This experience can manifest itself in various ways based upon how we grow up and what we experience. Lately, I have been exploring this idea of confronting and transmuting the generational curses within myself. There is so much sludge and it is so damn hurtful and painful. What if we have conversations with our ancestors about their behavior? What if we can change this behavior within ourselves to not go forward into the future?
Writing is one way that it can happen. Through writing we can unravel all the bullshit and nastiness that is buried within our ancestral legacy. Writing is not only important it is and can be lifesaving and life transforming. We have to be able to harness its power for our own healing and personal transformation.
To me, writing serves many purposes. One purpose it serves is to be able to help me sort out a lot of conflicting feelings I have in me. I am a sensitive soul and I have carried and felt a lot of feelings and emotions within me throughout my life that didn’t always make sense to me. It is also hard to verbalize these feelings into coherent thoughts to spit out verbally. Writing can help me hash everything out. It helps me empty these feelings onto the screen and be able to try to analyze and understand them further. Sometimes, after doing this I can experience closure or come to conclusions about issues that previously bothered or baffled me.

## Prompt A
Answer these from the passage about writing:
(i) What has the writer lately been exploring within themselves?
(ii) Besides lifesaving, what else does the passage say writing can be?
(iii) How does the writer describe themselves?
## Prompt B
Copy out the passage about writing from "This experience can" up to and including "and personal transformation.".
## Prompt C
Pick up the passage about writing after its last sentence and keep it going in the same voice.
The records that come after this point are from a different source than the passage about writing.

## Supplied entries
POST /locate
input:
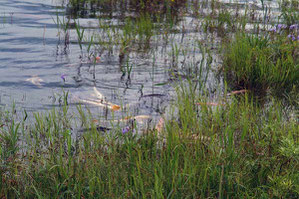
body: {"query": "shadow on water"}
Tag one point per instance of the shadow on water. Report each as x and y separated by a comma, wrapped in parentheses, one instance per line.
(132, 51)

## Task response A
(i) Confronting and transmuting the generational curses within themselves.
(ii) Life transforming.
(iii) As a sensitive soul.

## Task response B
This experience can manifest itself in various ways based upon how we grow up and what we experience. Lately, I have been exploring this idea of confronting and transmuting the generational curses within myself. There is so much sludge and it is so damn hurtful and painful. What if we have conversations with our ancestors about their behavior? What if we can change this behavior within ourselves to not go forward into the future?
Writing is one way that it can happen. Through writing we can unravel all the bullshit and nastiness that is buried within our ancestral legacy. Writing is not only important it is and can be lifesaving and life transforming. We have to be able to harness its power for our own healing and personal transformation.

## Task response C
Another purpose writing serves for me is to share my thoughts with the world about various things. We as human beings are all unique, we are not the same and we don’t have the same perceptions about the world. One way to grow and blossom is to read other people’s experiences and ideas about life and the world. In this way, I like writing poetry. I can get my ideas out there and maybe even touch someone’s life if I am lucky. I have been writing poetry since I was a child and I am a deep believer in the art of poetry as a means to share one’s ideas and change the world positively in that way.
Making words dance onto the paper, a form of word play is soothing. Everyone cannot always write and write well but when people do, it is like typewritten music to your eyes and psyche. There is a special pleasure I take in reading and reading something so gripping and powerful that it takes me on an emotional rollercoaster or it opens an echelon of my humanity. I am a person who likes my ethereal imagination stimulated and writing serves as a gateway to this being done.
I have been told that I have a unique writing style and voice that is enjoyable to read. I feel grateful for this. I don’t hold an ego about this and I am glad to be able to have kept and cultivated my own writing voice and style over the years and not let it die. Sometimes when I wrote in academic style during my college and graduate school days, I feared this would take a toll on my personal creativity and my creative writing pieces would become dull, boring and dry. I would have hated to lose creative fervor and have it dimmed for a long period of time to the point of not being able to get it back. Fortunately, that did not happen.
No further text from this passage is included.